* EXTRACTED TEXT *
........

We extended a recently developed T2DM age-structured mathematical model and parameterised this with data from Turkey. Full details of the original model can be found in Awad et al.9 The model developed was population-based and deterministic, representing Turkey’s population (aged 0–99) by a set of differential equations (online supplemental appendix table S1). The equations categorise the population into 640 groups, according to sex, age group and presence or absence of T2DM, and each of three major risk factors for T2DM. Online supplemental appendix box S1 shows a schematic representation of how the population is divided into the different risk factors and health states. The three key risk factors included were identified as critical risk factors in other published literature: obesity, physical inactivity and smoking9 and readily obtainable from serial surveys in many populations.14 Obesity was defined as BMI≥30 kg/m2 across all age groups. Physical inactivity was defined as activity levels below the WHO’s recommendations (ie, at least 30 min of moderate or vigorous exercise daily, or 150 min per week)15 16 and smoking as reporting current daily cigarette smoking.14 The case definition for T2DM was self-reported diabetes on medication or fasting blood glucose (FBG) above a threshold level (7.0 mmol/L) to detect undiagnosed cases. On an annual basis, individuals were assumed to develop T2DM at rates consistent with their age, sex and risk factor status. These were parameterised using epidemiological and natural history data (see online supplemental appendix table S2). Risk factors were assumed to be independent of each other that is, to combine multiplicatively, but we explored the potential impact of this assumption by assuming the three risk factors combined additively in a sensitivity analysis. To facilitate parameter estimation, it was also assumed that transitions between healthy and risk factor states were independent of health status (see Assumptions in online supplemental appendix page 7).

Risk factor data and parameterisation

Large international metaepidemiological studies were used to estimate the sex and, where possible age-specific relative risk (RR) of developing T2DM associated with obesity, physical inactivity and smoking, respectively, identified through a comprehensive literature review, previously reported (online supplemental appendix table S2). In brief, where several systematic reviews and meta-analyses were available, we used parameter estimates from studies that reported age-stratified and sex-stratified RR, given the known interaction of many risk factors with biologic sex17 and the age attenuation of most RRs.

........

* RECORDS SHOWN *
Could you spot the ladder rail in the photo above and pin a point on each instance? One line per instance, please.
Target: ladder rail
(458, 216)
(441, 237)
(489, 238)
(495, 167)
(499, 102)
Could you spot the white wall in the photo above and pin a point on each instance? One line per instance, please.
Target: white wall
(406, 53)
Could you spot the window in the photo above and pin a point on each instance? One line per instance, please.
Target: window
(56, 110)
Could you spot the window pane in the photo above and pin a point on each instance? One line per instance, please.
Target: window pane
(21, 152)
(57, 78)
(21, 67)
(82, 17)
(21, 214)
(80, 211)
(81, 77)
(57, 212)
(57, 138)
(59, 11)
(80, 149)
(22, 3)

........

* TASK SET *
a. List the three key risk factors for T2DM that the text on the diabetes model includes.
b. Reproduce the part of the text on the diabetes model starting at "Risk factor data" and ending at "of most RRs.".

* ANSWER SET *
a. Obesity, physical inactivity, smoking

b.
Risk factor data and parameterisation

Large international metaepidemiological studies were used to estimate the sex and, where possible age-specific relative risk (RR) of developing T2DM associated with obesity, physical inactivity and smoking, respectively, identified through a comprehensive literature review, previously reported (online supplemental appendix table S2). In brief, where several systematic reviews and meta-analyses were available, we used parameter estimates from studies that reported age-stratified and sex-stratified RR, given the known interaction of many risk factors with biologic sex17 and the age attenuation of most RRs.